__EXTRACTED ENTRIES__.
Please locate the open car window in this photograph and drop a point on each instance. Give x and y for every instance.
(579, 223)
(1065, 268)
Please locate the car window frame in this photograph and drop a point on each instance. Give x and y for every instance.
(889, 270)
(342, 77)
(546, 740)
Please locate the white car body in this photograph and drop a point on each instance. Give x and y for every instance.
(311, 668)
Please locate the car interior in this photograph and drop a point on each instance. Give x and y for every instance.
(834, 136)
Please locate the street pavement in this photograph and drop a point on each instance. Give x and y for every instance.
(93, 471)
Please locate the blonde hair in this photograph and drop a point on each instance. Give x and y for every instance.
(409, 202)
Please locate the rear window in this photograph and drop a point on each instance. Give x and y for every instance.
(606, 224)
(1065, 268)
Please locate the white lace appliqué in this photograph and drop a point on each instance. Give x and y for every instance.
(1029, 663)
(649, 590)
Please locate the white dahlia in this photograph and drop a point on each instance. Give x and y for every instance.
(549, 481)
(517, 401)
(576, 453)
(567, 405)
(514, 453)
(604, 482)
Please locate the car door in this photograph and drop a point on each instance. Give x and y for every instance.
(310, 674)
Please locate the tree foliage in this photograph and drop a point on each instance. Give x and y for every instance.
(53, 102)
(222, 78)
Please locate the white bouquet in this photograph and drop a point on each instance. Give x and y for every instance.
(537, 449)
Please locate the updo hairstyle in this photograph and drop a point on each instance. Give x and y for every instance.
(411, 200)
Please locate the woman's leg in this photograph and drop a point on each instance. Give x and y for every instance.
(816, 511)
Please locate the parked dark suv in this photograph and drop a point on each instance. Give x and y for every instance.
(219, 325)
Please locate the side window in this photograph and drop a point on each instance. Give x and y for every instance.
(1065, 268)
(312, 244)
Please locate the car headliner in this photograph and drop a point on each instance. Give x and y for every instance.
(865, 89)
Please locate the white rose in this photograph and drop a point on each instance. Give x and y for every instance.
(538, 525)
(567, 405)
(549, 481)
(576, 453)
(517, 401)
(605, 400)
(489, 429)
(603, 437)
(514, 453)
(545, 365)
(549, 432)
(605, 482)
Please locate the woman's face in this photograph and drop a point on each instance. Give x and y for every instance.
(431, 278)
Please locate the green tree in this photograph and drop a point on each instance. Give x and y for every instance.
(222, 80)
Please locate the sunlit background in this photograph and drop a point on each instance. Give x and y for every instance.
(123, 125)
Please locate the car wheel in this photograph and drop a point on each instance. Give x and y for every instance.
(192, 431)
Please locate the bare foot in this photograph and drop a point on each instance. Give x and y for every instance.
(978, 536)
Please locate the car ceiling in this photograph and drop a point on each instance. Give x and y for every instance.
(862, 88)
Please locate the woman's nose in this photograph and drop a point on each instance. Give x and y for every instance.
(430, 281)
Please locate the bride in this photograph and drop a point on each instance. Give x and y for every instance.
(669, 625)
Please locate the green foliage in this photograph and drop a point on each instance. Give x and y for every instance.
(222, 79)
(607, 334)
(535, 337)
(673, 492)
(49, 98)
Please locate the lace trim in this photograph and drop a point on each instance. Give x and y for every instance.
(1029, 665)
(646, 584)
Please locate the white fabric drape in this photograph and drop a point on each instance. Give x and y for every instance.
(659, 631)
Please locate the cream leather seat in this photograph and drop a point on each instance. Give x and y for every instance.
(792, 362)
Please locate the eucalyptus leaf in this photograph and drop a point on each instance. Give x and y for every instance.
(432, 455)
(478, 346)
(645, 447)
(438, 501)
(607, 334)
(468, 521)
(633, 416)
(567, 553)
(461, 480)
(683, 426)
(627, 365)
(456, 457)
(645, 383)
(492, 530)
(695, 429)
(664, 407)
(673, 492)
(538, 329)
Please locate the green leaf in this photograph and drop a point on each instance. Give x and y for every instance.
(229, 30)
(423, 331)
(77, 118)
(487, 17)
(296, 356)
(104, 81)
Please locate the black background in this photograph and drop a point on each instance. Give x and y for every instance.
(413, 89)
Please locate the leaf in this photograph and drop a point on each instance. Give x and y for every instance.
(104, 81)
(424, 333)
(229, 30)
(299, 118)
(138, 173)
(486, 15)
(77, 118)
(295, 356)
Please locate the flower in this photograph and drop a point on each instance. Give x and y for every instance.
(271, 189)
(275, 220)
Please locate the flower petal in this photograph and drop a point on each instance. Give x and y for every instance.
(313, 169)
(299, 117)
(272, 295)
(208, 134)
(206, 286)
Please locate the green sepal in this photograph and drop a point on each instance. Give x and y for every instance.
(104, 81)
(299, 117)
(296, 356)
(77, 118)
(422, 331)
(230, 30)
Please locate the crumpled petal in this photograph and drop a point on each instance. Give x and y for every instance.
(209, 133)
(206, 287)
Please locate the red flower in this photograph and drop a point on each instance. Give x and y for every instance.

__STATED GOAL__. Give back every line of the material above word for word, in the same order.

__TASK SOLUTION__.
Please locate the open car window in this photograph and drop a point on each instance. Give x and y for every instance.
(579, 223)
(1065, 268)
Please locate the car window frame in this photograph and drop a point on each instance. Give x and y for every instance.
(889, 270)
(342, 77)
(546, 740)
Please locate the white car body in this photograph and drop a point on each instance. Give x and y for every instance.
(311, 668)
Please locate the car interior in this photograph and drop a point on each instance. Give x and y for every instance.
(834, 136)
Please locate the street pavement in this photograph and drop a point on each instance. Give x and y for every instance.
(93, 471)
Please locate the blonde hair in this photograph and drop a point on each instance. Give x and y for every instance.
(409, 202)
Please locate the rear window in this photograph and drop a point on each instance. Give x and y for every instance.
(606, 224)
(1065, 268)
Please locate the white lace appliqué in this photograph and drop a point on each instance. Give x and y for every instance.
(1029, 663)
(649, 590)
Please locate the white dahlia in this photograph and drop a point on each instance. Give x and y for every instance.
(549, 481)
(517, 401)
(576, 453)
(567, 405)
(514, 453)
(604, 482)
Please locate the car door in this photograph and drop a point on each instance. Give x and y for every instance.
(310, 674)
Please locate the tree foliage in this photograph and drop a point on each instance. Give x and y for every instance.
(53, 102)
(222, 78)
Please locate the white bouquet in this photograph and drop a point on each instance. Give x and y for every instance.
(537, 449)
Please locate the updo hairstyle in this photograph and drop a point on each instance. Give x and y for every instance.
(411, 200)
Please locate the woman's leg in this photograph and drop a point on each instance. Give x and y for every instance.
(816, 511)
Please locate the parked dark suv in this photograph and drop a point on each instance. Give x and y for every instance.
(219, 325)
Please locate the side window in this photograph and drop a point on each instance. Give x and y for every instance.
(1065, 268)
(312, 244)
Please locate the car headliner in this photograph and drop a point on each instance. Give x and y for every instance.
(865, 89)
Please locate the white rose in this photograph and drop a point on each instance. Give x and y for every instance.
(538, 525)
(567, 405)
(549, 481)
(576, 453)
(517, 401)
(605, 400)
(489, 429)
(603, 437)
(514, 453)
(545, 365)
(549, 432)
(605, 482)
Please locate the woman's face in this photograph and drop a point on each instance. Give x and y for every instance.
(431, 278)
Please locate the green tree in this photograph and drop a point on each instance. Give x and y for every instance.
(222, 80)
Please locate the sunlit background in this photograph and drop a point on each instance. Give x and y for every instance.
(123, 125)
Please locate the car wheel in this photograph and drop a point on each instance. Give x and y for every instance.
(192, 431)
Please locate the bare foot in this photograph and drop a point on each instance. Give x and y for every instance.
(978, 536)
Please locate the car ceiling in this photograph and drop a point on each instance. Give x and y for every instance.
(862, 88)
Please locate the woman's nose in this photograph and drop a point on each instance. Give x and y for every instance.
(430, 281)
Please locate the bride in this photograph and drop a point on each instance. Give x and y for every instance.
(669, 625)
Please locate the green foliage in this photograph and drop a point on each instance. Give x and y for every instance.
(222, 79)
(607, 334)
(535, 337)
(673, 492)
(49, 98)
Please locate the lace trim in this photograph and drop a point on each instance. Give x and y for every instance.
(1029, 665)
(646, 584)
Please locate the white fabric drape in this photograph and drop a point on each instance. Give x and y for every instance.
(659, 631)
Please locate the cream leather seat in this photograph and drop a point on each instance. Give x and y for every instance.
(792, 362)
Please locate the eucalyptus leaf in this photograph and drop a point on each instance. Give x and y for every instance.
(432, 455)
(478, 346)
(645, 447)
(438, 501)
(607, 334)
(468, 521)
(633, 416)
(567, 553)
(461, 480)
(683, 426)
(627, 365)
(456, 457)
(645, 383)
(492, 530)
(695, 429)
(664, 407)
(673, 492)
(538, 329)
Please locate the green leaf in this photograph and drop a point on each instance. Give x and y for every instance.
(229, 30)
(423, 331)
(77, 118)
(487, 17)
(296, 356)
(104, 81)
Please locate the black background in this photograph and drop a point on each instance. Give x and y for every instance.
(413, 89)
Please locate the leaf in this photograph and drop a point on each instance. Give x and y for every instance.
(104, 81)
(424, 333)
(229, 30)
(299, 118)
(138, 173)
(486, 15)
(77, 118)
(295, 356)
Please locate the flower in this photograph and drop a point on each instance. Give x and y for every instance.
(271, 189)
(275, 220)
Please locate the flower petal in this photograph and drop a point on each instance. Give x and y for every instance.
(313, 169)
(299, 117)
(272, 295)
(208, 134)
(206, 286)
Please locate the green sepal in this photograph and drop a point on each instance. Give x and y for every instance.
(104, 81)
(299, 117)
(296, 356)
(77, 118)
(422, 331)
(230, 30)
Please locate the crumpled petal in this photograph and drop a point on each instance. Give x and y for every instance.
(209, 133)
(206, 287)
Please locate the red flower in this photograph and drop a point on each instance. Give x and y for every instance.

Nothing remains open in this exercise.